## Written exercise
Copy everything from the line containing "of the green" down to the line containing "[[612, 347], [727, 221]]", substituting "place one marker" for each occurrence of "drop one marker" and leaving all else as it stands.

===== Data shown =====

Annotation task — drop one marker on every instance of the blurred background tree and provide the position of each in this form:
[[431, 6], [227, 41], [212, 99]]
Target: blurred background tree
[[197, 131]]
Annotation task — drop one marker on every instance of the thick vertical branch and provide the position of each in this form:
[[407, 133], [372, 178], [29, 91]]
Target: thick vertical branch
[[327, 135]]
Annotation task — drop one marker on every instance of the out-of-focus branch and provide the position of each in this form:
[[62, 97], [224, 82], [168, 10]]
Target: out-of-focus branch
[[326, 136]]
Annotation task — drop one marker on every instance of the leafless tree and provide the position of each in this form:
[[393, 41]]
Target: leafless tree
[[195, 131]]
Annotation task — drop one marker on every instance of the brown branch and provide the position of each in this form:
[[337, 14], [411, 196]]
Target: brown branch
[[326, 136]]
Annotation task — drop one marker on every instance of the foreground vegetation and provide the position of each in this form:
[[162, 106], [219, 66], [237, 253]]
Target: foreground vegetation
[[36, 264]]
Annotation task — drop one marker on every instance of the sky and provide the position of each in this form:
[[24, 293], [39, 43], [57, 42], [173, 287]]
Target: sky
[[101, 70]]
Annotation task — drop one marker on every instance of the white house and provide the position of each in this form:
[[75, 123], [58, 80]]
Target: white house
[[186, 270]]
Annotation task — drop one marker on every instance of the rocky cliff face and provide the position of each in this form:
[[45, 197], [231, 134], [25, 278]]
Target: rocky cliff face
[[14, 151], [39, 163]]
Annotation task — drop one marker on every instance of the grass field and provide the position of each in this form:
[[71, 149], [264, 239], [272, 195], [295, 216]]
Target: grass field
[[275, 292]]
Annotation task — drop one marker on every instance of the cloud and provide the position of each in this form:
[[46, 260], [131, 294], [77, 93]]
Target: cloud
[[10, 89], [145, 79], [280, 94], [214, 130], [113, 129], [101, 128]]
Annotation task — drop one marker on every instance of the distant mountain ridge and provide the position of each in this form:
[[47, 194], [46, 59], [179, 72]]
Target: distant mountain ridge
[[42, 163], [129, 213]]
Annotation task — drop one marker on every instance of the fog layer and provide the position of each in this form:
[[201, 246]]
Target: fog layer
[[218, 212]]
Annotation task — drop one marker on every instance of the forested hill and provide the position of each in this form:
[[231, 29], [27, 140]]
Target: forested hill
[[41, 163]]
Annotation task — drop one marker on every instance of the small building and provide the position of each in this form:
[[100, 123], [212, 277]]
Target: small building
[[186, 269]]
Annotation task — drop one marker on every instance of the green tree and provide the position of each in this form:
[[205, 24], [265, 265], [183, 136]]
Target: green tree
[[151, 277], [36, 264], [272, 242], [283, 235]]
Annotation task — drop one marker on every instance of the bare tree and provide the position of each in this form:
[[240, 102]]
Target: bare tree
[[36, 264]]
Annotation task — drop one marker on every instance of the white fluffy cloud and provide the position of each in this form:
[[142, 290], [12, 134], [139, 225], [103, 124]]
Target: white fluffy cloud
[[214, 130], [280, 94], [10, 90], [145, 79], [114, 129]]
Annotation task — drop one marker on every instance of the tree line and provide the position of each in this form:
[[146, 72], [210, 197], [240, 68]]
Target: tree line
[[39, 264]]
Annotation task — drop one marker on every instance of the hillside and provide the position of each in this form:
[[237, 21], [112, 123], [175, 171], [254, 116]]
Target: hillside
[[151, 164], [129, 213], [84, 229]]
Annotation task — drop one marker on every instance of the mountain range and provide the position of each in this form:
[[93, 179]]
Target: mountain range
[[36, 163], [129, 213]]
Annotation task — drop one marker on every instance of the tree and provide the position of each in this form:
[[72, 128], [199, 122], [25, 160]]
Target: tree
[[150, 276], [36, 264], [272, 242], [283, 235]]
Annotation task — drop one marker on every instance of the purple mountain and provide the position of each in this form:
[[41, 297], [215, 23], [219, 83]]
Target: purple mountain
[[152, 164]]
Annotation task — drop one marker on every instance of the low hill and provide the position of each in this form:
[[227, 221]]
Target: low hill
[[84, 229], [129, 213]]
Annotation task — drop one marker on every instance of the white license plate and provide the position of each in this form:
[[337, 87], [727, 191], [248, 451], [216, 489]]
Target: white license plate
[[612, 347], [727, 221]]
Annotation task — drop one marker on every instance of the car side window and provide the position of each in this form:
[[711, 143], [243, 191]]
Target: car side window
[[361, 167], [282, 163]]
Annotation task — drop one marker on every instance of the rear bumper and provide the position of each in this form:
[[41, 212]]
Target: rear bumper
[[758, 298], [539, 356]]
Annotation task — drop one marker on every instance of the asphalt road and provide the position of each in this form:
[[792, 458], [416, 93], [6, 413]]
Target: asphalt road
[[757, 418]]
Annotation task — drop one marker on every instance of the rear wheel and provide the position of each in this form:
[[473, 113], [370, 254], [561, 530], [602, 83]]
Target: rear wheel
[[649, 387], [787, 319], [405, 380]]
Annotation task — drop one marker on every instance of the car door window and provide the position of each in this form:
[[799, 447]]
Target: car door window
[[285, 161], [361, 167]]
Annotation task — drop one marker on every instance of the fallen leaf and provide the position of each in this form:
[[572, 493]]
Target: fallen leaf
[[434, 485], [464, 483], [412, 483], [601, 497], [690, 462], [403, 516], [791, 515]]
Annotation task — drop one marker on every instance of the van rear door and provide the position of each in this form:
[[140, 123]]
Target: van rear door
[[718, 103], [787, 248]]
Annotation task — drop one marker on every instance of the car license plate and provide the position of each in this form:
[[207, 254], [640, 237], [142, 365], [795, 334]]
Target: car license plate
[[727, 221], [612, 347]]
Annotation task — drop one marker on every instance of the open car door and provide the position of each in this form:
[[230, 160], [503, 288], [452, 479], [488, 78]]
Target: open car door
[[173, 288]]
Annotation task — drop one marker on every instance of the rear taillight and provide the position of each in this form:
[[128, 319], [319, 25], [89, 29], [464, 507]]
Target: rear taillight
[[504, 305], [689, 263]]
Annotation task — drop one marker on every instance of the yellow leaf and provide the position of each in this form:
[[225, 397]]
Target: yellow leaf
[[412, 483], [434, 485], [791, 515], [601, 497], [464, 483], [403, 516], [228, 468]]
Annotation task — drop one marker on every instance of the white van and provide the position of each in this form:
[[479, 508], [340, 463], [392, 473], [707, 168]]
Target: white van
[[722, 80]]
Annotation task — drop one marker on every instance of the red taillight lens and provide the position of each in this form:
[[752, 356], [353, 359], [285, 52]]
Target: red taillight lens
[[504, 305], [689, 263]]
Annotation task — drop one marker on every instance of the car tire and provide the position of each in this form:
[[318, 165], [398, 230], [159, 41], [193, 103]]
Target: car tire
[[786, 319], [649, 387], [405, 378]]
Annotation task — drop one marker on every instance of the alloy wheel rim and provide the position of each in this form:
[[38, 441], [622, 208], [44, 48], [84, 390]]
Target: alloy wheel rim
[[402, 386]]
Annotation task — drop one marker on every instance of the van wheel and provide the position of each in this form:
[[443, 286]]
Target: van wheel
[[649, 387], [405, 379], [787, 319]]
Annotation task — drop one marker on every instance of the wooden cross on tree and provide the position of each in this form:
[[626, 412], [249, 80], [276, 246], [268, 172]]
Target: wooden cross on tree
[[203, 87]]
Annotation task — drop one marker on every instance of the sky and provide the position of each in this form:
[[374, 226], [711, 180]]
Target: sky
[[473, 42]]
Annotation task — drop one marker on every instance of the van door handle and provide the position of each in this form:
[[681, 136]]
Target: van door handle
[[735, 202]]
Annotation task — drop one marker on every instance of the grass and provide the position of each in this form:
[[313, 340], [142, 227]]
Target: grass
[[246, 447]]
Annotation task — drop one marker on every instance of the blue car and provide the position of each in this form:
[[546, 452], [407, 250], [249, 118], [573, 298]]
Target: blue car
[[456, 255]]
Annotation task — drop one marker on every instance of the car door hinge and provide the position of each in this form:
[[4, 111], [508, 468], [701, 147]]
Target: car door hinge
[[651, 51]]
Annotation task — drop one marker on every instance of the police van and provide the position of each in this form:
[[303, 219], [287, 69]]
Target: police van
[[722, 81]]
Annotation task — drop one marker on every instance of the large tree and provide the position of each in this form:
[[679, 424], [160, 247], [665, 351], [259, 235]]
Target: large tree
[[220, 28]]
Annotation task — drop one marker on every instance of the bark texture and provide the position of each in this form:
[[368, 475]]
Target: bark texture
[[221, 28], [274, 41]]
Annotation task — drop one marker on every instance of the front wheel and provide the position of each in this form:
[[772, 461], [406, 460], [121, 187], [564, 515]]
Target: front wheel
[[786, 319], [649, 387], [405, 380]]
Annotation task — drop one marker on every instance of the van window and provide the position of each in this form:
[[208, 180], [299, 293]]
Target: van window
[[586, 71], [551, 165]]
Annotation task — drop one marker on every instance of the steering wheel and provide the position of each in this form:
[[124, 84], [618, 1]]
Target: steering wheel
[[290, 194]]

=====

## Solved problem
Annotation task — place one marker on every instance of the green tree and provide the position of each in this form:
[[205, 24], [265, 265], [183, 136]]
Target: green tree
[[151, 277], [36, 264], [272, 242], [283, 235]]
Annotation task — place one marker on every instance of the bare tree and provide the position of each in this form:
[[240, 102]]
Target: bare tree
[[36, 264]]
Annotation task — place one marker on every instance of the white fluffy cloud and provide the position of each in this form:
[[142, 290], [12, 134], [139, 225], [103, 124]]
Target: white fluffy cloud
[[214, 130], [280, 94], [10, 90], [145, 79], [114, 129]]
Annotation task — place one marker on every instance of the tree line and provide the position of each in this form:
[[146, 72], [210, 197], [240, 68]]
Target: tree line
[[39, 264]]
Annotation task — place one marker on every instance of the hillside and provide the position of each in this form:
[[237, 21], [112, 123], [175, 171], [254, 116]]
Target: hillside
[[151, 164], [129, 213], [84, 229]]
Annotation task — place one marker on every instance of the mountain range and provide the position of each in this form:
[[93, 179]]
Target: mountain range
[[36, 163], [129, 213]]
Annotation task — place one marker on every instance of the tree and provide the position of each in this form:
[[72, 128], [199, 122], [25, 160]]
Target: tree
[[150, 276], [36, 264], [272, 242], [283, 235]]
Annotation task — place one marker on every instance of the purple mountain and provide the position of each in this form:
[[41, 297], [215, 23], [219, 83]]
Target: purple mountain
[[152, 164]]
Annotation task — place one marker on every instance of the low hill and provide the position of each in this form:
[[227, 221]]
Target: low hill
[[84, 229], [129, 213]]
Annotation task — place one marker on every instance of the white license plate and provide the position of each in this form:
[[337, 87], [727, 191], [248, 451], [216, 489]]
Target: white license plate
[[612, 347], [727, 221]]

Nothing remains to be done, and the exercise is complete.